■ **PROBLEM TO WORK ON**: In the passage below about streaming with server-sent events, what asyncio.Queue maxsize is named as a sensible default for conversational AI?

EXCERPTED PASSAGE: Begin

2. Nginx Buffering Will Silently Break Your SSE
Always add proxy_buffering off explicitly. X-Accel-Buffering: no header helps but isn't sufficient in all proxy configurations.
3. asyncio.Queue maxsize Is Mandatory for Backpressure
Without a cap, a slow client accumulates unbounded tokens in memory. 512 is a sensible default for conversational AI.
4. POST + Token Pattern for Authenticated SSE
EventSource is GET-only. Use POST to create a session, return a short-lived token, then SSE GET. Never put JWTs in SSE URLs — they end up in server logs.
5. Sliding Window Rate Limiting Costs <1ms with Redis Pipeline
4 Redis commands in a single pipeline = one round trip. At sub-millisecond overhead, there's no excuse to skip rate limiting on expensive AI endpoints.
Tools & Technologies Used
- API Framework: FastAPI 0.189 + sse-starlette 2.1
- Async: Python 3.12 asyncio, uvloop
- OpenAI Client: openai 1.40 with
stream=True - Cache / Rate Limit: Redis 7 sorted sets
- Proxy: Nginx 1.26 with
proxy_buffering off - Client: React 19, native EventSource API
- Monitoring: OpenTelemetry traces per SSE connection
What's Next?

EXCERPTED PASSAGE: End
INFORMATION PROVIDED: Begin

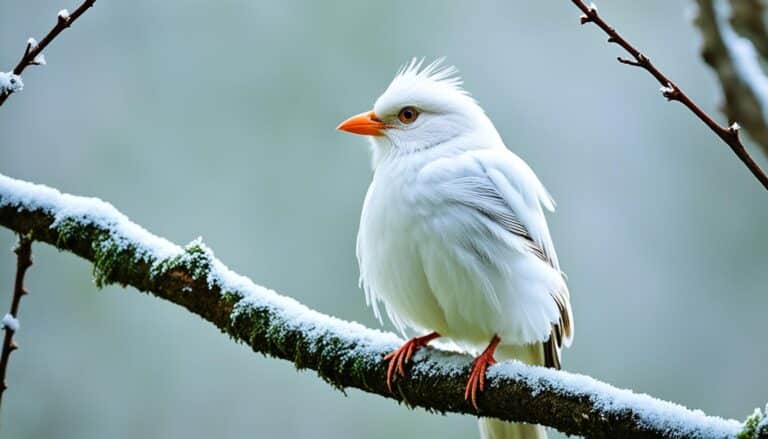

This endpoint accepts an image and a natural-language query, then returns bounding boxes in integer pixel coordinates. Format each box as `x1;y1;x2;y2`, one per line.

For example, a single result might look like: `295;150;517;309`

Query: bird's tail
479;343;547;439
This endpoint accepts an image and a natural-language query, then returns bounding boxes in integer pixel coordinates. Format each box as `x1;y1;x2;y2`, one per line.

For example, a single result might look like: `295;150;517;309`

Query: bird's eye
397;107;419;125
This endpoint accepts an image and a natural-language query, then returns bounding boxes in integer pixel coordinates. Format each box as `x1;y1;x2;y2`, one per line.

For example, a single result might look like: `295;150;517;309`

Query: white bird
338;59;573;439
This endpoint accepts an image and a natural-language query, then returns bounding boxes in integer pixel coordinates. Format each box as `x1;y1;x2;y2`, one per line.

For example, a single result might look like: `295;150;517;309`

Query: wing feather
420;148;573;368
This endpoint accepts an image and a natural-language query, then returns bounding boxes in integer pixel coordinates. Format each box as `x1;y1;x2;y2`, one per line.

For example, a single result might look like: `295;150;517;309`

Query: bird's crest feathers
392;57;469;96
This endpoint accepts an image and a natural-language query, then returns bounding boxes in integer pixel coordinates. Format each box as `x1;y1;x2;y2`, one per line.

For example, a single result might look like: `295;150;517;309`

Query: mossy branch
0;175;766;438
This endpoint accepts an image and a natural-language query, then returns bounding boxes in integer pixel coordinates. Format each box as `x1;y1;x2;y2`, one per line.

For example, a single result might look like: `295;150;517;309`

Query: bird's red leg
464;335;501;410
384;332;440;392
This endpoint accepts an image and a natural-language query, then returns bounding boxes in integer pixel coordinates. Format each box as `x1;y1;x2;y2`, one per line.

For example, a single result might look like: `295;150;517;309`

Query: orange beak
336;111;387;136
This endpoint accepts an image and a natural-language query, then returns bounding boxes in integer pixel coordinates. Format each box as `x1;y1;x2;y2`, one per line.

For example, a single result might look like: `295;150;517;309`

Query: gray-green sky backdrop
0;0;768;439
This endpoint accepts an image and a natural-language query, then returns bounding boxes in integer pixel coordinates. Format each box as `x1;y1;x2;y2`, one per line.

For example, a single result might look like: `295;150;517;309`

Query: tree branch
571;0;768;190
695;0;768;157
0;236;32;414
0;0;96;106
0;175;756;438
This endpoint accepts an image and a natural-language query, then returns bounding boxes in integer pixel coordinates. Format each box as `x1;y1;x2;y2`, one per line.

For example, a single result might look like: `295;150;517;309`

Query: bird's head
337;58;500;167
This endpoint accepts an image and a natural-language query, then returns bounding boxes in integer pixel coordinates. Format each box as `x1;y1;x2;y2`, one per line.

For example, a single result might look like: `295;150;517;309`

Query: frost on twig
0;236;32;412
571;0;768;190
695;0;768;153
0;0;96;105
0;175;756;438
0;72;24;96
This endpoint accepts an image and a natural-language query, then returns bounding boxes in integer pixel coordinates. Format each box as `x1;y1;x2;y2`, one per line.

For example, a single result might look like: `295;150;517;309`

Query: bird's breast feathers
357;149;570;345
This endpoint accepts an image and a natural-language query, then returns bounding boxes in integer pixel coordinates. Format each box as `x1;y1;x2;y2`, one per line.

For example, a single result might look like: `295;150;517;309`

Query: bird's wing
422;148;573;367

INFORMATION PROVIDED: End

■ **ANSWER TO THIS PROBLEM**: 512